◆ **Consigne**
Restituez sous forme de liste JSON de chaînes, à raison d'une chaîne par ligne et sans les lignes vides, les lignes ci-dessous depuis celle qui contient « Exercise. Point out the evergreen » jusqu'à la dernière, bornes comprises.
• • • • • • •
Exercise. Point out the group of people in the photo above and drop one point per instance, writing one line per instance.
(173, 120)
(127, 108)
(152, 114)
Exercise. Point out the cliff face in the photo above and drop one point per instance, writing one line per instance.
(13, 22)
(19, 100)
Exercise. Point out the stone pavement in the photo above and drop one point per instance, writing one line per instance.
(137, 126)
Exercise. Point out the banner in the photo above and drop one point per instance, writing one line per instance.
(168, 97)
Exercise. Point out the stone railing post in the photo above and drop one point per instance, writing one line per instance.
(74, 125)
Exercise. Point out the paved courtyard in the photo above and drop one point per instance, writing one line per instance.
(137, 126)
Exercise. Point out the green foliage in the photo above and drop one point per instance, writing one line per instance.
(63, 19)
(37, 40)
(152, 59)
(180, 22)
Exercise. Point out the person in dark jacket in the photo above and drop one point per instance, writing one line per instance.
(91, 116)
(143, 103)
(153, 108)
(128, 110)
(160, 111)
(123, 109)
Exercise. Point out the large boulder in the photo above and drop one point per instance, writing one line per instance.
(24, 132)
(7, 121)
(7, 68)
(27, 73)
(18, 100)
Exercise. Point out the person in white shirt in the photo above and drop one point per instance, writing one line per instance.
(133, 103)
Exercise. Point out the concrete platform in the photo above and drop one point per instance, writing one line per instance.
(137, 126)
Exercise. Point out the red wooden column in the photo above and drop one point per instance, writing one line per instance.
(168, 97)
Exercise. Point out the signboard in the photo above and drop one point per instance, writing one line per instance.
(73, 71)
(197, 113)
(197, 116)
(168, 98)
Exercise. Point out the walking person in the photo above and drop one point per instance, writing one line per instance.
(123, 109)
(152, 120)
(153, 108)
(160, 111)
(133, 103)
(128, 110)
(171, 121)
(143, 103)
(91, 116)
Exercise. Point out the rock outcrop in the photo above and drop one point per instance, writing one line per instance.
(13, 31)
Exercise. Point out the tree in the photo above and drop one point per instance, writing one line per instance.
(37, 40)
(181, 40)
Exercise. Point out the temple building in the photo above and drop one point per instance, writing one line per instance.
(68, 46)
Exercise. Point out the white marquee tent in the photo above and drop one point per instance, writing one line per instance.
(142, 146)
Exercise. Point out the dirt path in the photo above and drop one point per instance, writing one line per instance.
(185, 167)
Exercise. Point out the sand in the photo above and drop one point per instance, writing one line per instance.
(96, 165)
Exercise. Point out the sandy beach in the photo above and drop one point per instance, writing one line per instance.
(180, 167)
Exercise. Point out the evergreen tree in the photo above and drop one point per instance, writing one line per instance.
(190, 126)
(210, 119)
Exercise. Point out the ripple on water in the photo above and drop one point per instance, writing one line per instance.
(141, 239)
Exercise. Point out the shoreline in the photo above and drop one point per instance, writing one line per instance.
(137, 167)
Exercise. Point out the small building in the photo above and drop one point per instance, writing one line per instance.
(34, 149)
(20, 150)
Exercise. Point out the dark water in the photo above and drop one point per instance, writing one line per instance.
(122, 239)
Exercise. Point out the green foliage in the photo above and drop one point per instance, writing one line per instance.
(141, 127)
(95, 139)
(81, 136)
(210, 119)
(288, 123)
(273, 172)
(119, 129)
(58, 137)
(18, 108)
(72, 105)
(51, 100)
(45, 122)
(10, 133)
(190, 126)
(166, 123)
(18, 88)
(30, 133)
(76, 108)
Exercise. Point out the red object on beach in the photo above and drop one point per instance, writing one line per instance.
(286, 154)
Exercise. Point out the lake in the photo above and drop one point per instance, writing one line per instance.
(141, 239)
• • • • • • •
◆ **Réponse complète**
[
  "Exercise. Point out the evergreen tree in the photo above and drop one point per instance, writing one line per instance.",
  "(190, 126)",
  "(210, 119)",
  "Exercise. Point out the ripple on water in the photo above and drop one point per instance, writing one line per instance.",
  "(141, 239)",
  "Exercise. Point out the shoreline in the photo above and drop one point per instance, writing one line per instance.",
  "(137, 167)",
  "Exercise. Point out the small building in the photo above and drop one point per instance, writing one line per instance.",
  "(34, 149)",
  "(20, 150)",
  "Exercise. Point out the dark water in the photo above and drop one point per instance, writing one line per instance.",
  "(122, 239)",
  "Exercise. Point out the green foliage in the photo above and drop one point per instance, writing one line per instance.",
  "(141, 127)",
  "(95, 139)",
  "(81, 136)",
  "(210, 119)",
  "(288, 123)",
  "(273, 172)",
  "(119, 129)",
  "(58, 137)",
  "(18, 108)",
  "(72, 105)",
  "(51, 100)",
  "(45, 122)",
  "(10, 133)",
  "(190, 126)",
  "(166, 123)",
  "(18, 88)",
  "(30, 133)",
  "(76, 108)",
  "Exercise. Point out the red object on beach in the photo above and drop one point per instance, writing one line per instance.",
  "(286, 154)",
  "Exercise. Point out the lake in the photo above and drop one point per instance, writing one line per instance.",
  "(141, 239)"
]